» **THE DATA**
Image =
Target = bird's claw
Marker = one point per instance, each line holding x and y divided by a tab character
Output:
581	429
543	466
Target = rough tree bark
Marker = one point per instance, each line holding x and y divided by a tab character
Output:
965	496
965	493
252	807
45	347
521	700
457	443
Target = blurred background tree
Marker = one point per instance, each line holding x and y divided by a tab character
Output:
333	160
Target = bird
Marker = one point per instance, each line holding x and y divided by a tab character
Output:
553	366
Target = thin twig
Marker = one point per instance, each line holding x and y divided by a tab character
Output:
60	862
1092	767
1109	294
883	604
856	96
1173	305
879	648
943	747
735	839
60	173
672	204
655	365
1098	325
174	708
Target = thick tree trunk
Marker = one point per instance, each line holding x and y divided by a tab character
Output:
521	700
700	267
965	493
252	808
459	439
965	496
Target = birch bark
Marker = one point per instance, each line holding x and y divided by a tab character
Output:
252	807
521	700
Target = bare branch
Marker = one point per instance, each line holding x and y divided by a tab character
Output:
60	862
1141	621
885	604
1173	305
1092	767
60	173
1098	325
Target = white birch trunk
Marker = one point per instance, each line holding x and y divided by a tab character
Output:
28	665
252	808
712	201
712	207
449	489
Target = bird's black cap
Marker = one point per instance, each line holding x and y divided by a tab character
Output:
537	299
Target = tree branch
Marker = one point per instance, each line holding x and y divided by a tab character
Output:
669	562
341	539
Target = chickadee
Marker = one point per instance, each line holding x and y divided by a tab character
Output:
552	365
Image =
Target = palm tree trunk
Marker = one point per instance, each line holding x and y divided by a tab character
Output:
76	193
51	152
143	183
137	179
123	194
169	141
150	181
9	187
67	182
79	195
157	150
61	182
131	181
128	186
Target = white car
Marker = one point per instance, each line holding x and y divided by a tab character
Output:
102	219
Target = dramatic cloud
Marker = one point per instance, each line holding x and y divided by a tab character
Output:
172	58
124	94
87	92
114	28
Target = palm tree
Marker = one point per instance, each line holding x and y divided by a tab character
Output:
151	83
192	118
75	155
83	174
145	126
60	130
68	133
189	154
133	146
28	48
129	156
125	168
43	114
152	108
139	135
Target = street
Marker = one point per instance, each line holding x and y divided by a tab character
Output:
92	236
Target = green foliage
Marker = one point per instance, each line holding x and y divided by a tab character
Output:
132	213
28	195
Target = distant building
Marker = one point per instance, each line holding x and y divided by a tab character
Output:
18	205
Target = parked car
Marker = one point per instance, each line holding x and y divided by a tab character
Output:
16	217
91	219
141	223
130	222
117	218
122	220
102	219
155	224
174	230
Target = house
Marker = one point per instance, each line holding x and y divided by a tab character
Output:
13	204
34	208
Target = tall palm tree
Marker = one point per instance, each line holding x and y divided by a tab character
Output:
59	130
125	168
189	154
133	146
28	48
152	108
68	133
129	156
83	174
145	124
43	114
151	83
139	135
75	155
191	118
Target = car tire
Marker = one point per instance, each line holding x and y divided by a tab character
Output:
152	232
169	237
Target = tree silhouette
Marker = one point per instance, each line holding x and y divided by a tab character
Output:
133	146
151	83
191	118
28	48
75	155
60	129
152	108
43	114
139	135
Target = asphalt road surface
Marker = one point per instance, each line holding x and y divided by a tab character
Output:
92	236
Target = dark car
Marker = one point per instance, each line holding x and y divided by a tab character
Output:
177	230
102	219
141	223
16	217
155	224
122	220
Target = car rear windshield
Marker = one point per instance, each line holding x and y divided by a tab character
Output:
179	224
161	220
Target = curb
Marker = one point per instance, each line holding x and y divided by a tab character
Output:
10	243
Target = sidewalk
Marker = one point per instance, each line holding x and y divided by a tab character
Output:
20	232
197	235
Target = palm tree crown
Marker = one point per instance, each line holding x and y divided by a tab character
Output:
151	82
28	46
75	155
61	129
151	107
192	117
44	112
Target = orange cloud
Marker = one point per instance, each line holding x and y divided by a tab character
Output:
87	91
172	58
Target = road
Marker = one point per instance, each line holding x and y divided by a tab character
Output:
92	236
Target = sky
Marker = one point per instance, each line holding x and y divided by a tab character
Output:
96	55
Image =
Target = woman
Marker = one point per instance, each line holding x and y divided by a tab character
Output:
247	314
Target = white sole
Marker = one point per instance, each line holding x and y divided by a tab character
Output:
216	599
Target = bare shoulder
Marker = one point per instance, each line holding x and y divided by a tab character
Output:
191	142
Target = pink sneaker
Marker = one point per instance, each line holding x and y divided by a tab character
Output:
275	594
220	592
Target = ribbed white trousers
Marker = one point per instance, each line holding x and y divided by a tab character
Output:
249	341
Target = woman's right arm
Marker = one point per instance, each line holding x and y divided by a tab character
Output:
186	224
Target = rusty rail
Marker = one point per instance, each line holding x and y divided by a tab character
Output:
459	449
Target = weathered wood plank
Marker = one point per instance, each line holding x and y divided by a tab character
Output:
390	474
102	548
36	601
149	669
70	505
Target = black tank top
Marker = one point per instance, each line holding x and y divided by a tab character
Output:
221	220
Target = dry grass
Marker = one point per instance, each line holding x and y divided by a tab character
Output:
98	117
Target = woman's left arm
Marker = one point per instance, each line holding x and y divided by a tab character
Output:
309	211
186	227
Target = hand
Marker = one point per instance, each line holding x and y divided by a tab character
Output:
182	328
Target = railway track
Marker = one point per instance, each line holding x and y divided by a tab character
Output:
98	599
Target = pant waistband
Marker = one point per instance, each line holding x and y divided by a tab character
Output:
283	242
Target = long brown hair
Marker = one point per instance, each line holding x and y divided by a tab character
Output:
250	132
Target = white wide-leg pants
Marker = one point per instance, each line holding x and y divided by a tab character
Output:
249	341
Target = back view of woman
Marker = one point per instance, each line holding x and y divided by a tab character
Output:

» **TASK TO CARRY OUT**
Please copy word for word everything from the line containing "Target = long brown hair" down to the end of the records.

» **RESULT FOR THIS TASK**
Target = long brown hair
Marker = one point per instance, each line holding x and y divided by a tab character
Output:
250	132
Target = white wide-leg pants
Marker = one point per instance, each line holding x and y divided by a tab character
Output:
249	341
Target = back view of woman
Marker = one point per instance, each line holding x and y divided by a tab character
Output:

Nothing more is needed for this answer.